**Article:**
────

The company was projected to create 4,500 direct jobs at its $1 billion factory, plus another 9,000 indirect jobs in the surrounding community and a total economic impact in Southern Nevada of $87.5 billion over 20 years. That was a huge boon for a city so hard-hit that it laid off more than 800 people, had a long-term deficit of $156 million and declared a state of emergency over its fiscal troubles.

“When we were at the peak of the recession, we had the most people unemployed, people losing their homes and their livelihood,” said then-state Sen. Ruben Kihuen at the time he voted for an incentive package to bring the Chinese-backed startup to Nevada. “I am excited to see they are finally going to get a project right in their backyard that is going to help a lot of them get back to work and save their homes and have a good livelihood.”

Even those who were more skeptical of the company itself — which, unlike Tesla, hadn’t produced a car before seeking tax abatements from Nevada — got behind the project because of what it would do for Apex Industrial Park. The site of vast tracts of land, it lacks basic amenities such as large-scale water service that could turn it into a roaring success like Northern Nevada’s Tahoe Reno Industrial Complex.

“The bottom line is we have to have an anchor tenant. We need that infrastructure into Apex,” said Republican Sen. Pete Goicoechea, whose district includes Apex. “The bottom line is we have a couple power plants, a couple of wells and a landfill. There is not much going on down there. This will make it happen.”

────

**Directives:**
A. Answer these questions about the article on the Nevada factory project:
(i) How many direct jobs was the factory projected to create?
(ii) What long-term deficit did the hard-hit city have?
(iii) Which basic amenity does the article say Apex Industrial Park lacks?
B. Print the part of the article on the Nevada factory project that opens with the words containing "Even those who" and closes with "Reno Industrial Complex.".

Records from a data source:
────

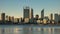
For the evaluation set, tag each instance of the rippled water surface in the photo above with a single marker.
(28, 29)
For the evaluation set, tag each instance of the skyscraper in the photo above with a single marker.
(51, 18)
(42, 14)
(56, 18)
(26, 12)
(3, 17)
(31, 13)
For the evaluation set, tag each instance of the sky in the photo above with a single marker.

────

**Solutions to the problems:**
A.
(i) 4,500 direct jobs
(ii) $156 million
(iii) Large-scale water service

B.
Even those who were more skeptical of the company itself — which, unlike Tesla, hadn’t produced a car before seeking tax abatements from Nevada — got behind the project because of what it would do for Apex Industrial Park. The site of vast tracts of land, it lacks basic amenities such as large-scale water service that could turn it into a roaring success like Northern Nevada’s Tahoe Reno Industrial Complex.